> [TASK REQUIREMENTS] Return every line of the records below that contains the string "outline".
○ ○ ○ ○ ○ ○ ○
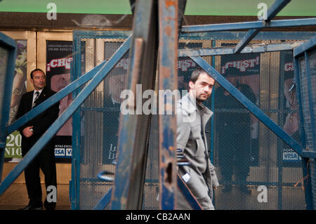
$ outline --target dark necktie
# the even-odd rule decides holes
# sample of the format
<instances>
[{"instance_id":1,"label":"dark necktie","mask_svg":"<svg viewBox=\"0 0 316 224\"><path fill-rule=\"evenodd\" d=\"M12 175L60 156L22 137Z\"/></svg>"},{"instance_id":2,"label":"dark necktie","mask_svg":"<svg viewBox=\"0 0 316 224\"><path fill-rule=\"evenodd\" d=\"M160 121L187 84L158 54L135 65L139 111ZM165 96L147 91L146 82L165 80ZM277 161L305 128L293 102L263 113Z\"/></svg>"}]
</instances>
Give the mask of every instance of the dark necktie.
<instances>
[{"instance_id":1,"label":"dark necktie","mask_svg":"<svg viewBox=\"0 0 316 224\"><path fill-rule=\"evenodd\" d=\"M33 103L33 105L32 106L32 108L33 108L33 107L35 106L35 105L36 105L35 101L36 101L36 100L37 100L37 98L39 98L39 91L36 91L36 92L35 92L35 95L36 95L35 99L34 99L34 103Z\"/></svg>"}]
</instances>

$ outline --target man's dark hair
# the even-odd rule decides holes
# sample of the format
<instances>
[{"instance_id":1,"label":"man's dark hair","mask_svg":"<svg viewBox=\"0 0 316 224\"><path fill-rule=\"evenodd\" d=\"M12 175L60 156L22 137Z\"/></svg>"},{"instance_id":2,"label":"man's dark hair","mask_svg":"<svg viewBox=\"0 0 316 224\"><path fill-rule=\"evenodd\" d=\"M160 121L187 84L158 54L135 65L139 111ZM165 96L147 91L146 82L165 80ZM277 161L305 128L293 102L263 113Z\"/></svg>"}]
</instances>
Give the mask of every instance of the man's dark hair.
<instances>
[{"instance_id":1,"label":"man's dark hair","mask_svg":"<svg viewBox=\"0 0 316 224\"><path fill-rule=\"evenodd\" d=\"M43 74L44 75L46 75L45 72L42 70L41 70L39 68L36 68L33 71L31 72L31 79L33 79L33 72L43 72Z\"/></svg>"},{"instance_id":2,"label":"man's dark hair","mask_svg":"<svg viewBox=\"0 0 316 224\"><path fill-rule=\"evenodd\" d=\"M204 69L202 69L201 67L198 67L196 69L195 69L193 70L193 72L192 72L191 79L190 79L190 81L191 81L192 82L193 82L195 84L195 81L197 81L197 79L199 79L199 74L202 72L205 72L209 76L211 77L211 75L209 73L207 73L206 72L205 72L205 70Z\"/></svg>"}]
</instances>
○ ○ ○ ○ ○ ○ ○
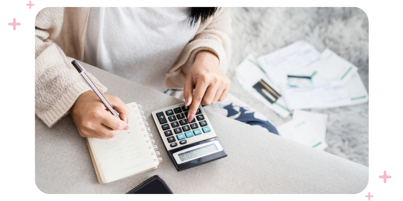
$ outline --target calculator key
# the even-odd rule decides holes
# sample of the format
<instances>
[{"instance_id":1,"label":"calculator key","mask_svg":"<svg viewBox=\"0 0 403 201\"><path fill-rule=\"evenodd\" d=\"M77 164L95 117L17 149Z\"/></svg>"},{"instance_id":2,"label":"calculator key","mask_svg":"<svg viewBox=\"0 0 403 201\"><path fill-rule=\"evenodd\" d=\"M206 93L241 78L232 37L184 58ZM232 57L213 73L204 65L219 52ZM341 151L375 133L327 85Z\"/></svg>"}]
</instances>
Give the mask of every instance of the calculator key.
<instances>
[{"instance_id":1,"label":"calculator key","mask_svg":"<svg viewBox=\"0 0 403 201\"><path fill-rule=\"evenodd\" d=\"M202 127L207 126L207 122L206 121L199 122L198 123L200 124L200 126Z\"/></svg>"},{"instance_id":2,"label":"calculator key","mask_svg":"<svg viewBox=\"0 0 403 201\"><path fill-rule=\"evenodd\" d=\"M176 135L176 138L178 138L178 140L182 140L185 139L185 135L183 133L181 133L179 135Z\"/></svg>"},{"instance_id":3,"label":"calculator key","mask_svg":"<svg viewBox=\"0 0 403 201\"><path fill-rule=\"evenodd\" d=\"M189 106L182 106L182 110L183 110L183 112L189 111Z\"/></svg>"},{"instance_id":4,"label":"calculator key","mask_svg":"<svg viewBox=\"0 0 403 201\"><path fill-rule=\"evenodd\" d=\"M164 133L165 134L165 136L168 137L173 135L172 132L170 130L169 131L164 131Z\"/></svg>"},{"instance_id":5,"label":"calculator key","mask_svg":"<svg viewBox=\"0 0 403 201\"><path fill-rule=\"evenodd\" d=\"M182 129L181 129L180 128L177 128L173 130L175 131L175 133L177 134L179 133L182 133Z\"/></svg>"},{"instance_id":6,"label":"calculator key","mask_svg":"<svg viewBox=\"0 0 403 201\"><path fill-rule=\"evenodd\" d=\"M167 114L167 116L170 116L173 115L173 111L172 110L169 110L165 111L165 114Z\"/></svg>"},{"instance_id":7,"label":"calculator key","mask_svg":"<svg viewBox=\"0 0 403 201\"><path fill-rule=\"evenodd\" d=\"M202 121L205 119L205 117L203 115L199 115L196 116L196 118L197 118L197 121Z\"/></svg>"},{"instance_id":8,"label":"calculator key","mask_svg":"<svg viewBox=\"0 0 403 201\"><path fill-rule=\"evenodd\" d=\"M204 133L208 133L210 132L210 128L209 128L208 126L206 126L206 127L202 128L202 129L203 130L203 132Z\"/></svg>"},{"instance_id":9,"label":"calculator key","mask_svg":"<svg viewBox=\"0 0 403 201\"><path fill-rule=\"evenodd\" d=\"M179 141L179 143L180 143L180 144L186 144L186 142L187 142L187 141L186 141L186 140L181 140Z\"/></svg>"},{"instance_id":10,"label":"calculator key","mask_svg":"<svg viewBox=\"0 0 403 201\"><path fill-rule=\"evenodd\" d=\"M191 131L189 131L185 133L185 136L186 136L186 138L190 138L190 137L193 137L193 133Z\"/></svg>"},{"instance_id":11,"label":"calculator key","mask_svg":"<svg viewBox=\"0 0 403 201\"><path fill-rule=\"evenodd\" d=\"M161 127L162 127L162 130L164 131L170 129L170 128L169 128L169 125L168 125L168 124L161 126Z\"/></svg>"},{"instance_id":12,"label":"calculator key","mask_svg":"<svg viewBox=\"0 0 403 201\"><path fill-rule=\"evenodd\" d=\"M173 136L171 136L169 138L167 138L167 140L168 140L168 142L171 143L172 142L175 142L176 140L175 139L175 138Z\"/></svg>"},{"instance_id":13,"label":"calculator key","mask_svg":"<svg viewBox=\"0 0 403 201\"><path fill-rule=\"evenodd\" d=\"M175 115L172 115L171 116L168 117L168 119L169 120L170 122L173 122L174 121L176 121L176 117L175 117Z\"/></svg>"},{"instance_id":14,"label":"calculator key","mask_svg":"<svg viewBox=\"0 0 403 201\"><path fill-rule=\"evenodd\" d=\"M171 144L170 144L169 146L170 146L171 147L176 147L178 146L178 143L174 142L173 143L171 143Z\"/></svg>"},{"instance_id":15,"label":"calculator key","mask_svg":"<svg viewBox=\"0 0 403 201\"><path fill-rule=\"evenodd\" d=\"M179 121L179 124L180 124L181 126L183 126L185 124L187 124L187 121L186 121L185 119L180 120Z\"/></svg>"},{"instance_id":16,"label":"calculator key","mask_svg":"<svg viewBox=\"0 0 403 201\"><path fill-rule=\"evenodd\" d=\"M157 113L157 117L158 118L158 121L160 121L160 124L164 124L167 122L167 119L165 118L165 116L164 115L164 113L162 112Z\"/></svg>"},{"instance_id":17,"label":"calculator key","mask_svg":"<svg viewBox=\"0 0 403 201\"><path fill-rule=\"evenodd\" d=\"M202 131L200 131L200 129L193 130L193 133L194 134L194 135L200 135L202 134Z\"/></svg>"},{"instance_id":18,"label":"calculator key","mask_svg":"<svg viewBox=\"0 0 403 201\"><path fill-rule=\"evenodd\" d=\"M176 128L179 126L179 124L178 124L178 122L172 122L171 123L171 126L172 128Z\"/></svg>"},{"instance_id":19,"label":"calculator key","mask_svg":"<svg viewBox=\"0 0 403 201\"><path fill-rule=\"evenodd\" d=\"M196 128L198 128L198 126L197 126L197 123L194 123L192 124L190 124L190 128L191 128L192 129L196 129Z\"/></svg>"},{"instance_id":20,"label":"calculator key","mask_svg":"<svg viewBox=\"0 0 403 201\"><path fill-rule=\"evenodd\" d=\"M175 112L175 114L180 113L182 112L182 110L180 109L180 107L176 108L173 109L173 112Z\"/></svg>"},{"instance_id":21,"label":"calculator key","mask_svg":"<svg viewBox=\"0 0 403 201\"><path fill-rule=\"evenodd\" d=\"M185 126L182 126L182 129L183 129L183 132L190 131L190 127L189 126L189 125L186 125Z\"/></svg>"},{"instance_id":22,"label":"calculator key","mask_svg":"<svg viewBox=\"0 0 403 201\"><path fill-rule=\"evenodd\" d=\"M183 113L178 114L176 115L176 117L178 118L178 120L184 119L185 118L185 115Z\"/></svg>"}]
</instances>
○ ○ ○ ○ ○ ○ ○
> [EXERCISE SOLUTION]
$ outline --target dark necktie
$ outline --target man's dark hair
$ outline --target calculator key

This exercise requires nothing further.